■ **Exercise**: Return each line of the data file below that contains the word "sapling". Copy the lines without changing anything.

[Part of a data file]
====

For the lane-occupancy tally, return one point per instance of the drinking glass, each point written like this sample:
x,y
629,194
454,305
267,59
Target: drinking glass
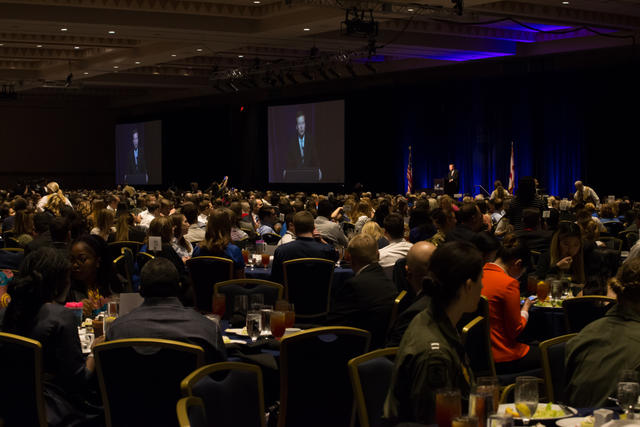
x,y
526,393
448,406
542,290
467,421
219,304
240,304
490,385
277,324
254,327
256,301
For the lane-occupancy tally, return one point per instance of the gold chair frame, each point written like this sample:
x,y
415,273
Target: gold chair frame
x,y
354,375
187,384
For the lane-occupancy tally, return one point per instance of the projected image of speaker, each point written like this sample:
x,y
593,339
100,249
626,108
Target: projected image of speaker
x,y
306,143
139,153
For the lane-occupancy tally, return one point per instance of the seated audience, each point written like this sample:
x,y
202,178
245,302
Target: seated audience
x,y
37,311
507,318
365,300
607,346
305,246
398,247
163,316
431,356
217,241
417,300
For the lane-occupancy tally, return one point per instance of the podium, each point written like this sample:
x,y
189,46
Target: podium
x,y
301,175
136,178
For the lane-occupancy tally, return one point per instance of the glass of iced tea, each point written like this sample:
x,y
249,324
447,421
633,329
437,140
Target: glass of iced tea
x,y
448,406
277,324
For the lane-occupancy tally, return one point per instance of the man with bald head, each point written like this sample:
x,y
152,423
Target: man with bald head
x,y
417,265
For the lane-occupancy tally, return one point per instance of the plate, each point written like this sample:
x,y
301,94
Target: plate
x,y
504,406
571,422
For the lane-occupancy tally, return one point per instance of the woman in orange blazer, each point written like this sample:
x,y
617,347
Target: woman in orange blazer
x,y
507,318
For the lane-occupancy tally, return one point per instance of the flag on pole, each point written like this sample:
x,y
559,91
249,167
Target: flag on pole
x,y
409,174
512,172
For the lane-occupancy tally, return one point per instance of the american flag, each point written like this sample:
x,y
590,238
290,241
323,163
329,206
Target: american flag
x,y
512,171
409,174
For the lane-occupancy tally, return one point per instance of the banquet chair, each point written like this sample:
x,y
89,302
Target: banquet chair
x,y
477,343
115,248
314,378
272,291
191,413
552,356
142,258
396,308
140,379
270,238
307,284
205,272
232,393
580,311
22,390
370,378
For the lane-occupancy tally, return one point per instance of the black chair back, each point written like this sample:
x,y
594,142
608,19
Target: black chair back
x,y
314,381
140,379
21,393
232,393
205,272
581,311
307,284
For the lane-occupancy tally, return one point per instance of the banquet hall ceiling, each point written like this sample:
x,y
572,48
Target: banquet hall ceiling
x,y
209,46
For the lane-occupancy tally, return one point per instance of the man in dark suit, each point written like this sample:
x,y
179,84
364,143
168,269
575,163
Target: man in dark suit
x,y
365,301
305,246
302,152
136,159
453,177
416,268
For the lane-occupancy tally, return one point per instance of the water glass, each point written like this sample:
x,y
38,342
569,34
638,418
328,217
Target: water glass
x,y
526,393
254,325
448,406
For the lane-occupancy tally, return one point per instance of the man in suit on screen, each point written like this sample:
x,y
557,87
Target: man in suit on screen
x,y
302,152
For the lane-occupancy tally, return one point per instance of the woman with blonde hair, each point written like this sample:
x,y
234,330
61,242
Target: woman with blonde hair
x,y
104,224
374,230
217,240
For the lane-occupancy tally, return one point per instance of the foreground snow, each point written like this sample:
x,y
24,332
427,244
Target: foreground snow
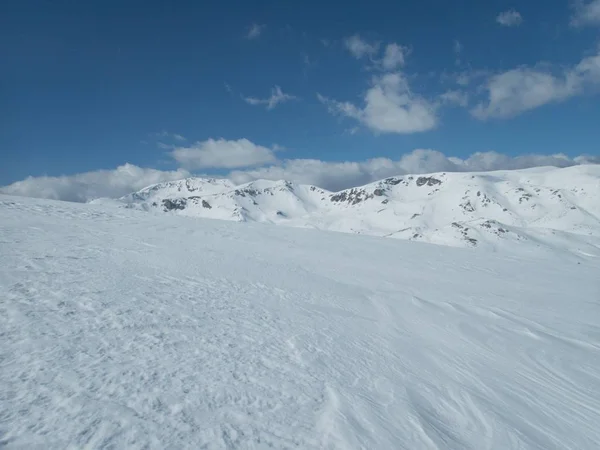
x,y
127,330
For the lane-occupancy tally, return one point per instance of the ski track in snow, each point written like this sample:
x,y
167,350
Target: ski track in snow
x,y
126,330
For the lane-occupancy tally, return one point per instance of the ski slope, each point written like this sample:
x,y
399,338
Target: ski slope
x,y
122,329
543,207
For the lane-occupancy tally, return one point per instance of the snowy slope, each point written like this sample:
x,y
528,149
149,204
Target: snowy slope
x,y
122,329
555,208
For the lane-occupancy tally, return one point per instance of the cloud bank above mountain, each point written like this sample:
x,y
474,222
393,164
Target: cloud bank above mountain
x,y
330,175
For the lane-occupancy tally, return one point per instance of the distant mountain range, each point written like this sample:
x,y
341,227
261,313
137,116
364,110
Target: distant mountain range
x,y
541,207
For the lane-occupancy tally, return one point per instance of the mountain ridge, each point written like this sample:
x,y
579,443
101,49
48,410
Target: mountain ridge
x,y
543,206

====

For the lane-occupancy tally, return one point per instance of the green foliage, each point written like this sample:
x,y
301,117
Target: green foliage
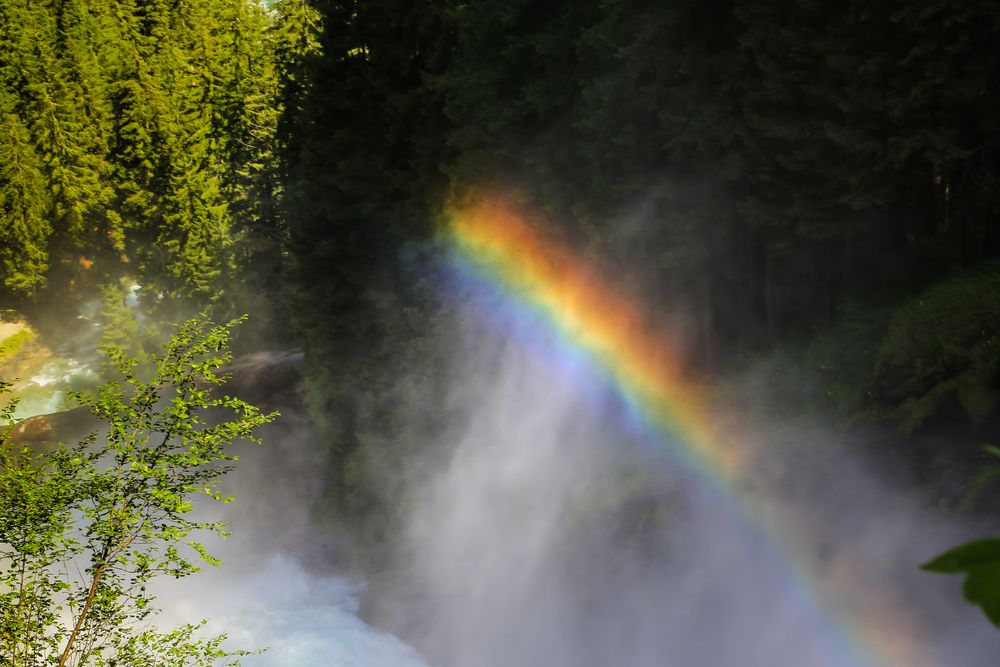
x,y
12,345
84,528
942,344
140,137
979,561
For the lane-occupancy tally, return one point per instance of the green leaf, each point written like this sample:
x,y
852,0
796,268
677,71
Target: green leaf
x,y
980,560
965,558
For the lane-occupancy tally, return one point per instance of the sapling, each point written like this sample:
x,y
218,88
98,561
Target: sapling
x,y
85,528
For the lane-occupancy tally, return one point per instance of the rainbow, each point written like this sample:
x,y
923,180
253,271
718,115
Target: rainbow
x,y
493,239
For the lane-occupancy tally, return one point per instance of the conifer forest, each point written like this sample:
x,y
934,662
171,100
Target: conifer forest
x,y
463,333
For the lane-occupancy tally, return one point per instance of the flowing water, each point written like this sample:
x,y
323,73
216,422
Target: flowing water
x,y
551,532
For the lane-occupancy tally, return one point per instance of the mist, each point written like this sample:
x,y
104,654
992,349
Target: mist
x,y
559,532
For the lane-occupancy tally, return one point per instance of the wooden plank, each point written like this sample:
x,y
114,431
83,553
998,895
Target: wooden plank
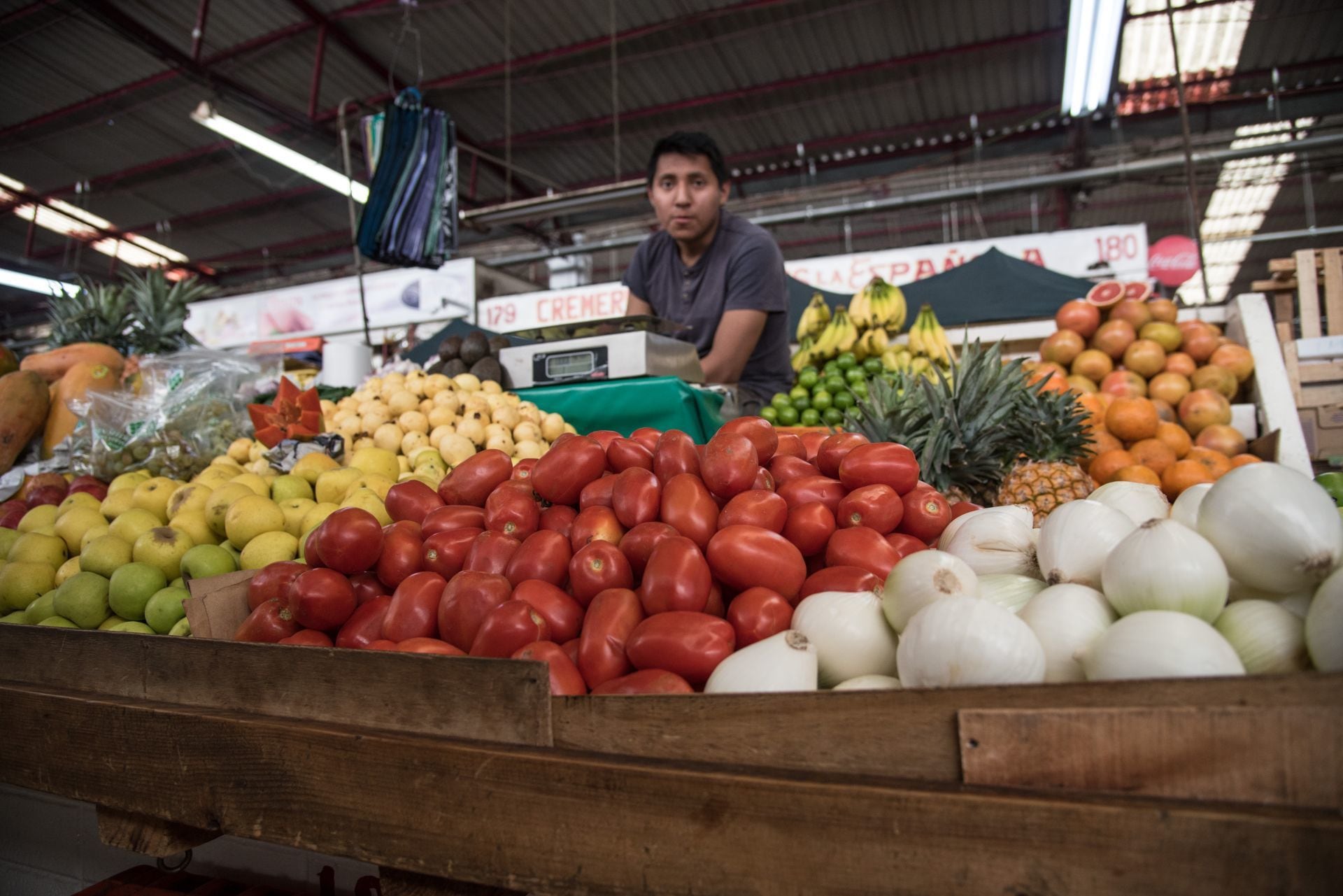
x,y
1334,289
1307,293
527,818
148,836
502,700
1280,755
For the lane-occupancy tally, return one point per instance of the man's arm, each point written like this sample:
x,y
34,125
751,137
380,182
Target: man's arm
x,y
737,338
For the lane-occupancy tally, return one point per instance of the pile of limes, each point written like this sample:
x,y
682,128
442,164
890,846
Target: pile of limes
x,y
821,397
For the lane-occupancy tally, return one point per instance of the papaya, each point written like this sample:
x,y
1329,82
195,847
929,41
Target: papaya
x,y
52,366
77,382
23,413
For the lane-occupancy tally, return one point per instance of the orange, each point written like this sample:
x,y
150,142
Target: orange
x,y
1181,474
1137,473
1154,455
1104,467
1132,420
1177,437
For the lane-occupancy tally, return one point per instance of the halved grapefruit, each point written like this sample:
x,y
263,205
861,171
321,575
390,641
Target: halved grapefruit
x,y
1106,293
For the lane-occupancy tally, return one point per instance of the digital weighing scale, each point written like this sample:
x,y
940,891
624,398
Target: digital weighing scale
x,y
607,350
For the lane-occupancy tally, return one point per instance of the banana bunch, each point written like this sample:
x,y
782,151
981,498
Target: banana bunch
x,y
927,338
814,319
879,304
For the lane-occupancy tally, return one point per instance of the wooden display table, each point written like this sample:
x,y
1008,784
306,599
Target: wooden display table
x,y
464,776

====

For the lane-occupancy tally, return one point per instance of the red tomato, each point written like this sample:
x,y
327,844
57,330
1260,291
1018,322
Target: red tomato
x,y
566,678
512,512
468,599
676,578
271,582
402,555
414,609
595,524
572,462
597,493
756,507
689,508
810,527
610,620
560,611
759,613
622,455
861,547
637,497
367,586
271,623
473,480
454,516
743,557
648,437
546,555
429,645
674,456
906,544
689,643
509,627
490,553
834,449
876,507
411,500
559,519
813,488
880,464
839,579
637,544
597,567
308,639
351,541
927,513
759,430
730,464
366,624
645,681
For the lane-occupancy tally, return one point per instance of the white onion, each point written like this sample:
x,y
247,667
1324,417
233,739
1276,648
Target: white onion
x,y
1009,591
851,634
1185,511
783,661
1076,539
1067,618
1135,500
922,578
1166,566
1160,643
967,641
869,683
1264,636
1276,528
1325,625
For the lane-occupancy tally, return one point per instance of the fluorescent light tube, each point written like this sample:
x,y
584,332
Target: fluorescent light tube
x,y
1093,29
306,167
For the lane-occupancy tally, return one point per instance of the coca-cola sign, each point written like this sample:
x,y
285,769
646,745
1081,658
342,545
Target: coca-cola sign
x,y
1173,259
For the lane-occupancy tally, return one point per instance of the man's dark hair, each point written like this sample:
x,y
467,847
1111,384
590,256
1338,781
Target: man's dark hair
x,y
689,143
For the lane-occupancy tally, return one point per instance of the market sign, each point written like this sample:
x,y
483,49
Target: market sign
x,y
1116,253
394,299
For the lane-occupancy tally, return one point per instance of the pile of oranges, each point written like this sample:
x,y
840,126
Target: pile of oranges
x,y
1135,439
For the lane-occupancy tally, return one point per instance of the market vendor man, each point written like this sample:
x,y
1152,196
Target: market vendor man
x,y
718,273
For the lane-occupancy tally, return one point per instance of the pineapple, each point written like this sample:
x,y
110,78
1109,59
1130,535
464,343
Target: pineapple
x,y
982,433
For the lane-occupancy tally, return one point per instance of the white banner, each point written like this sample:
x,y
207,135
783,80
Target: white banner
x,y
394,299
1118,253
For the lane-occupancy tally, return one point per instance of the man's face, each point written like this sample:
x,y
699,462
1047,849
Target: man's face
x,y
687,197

====

■ **Final answer**:
For the lane-occupancy tally, return one point per instance of the sapling, each point written like this sample:
Target: sapling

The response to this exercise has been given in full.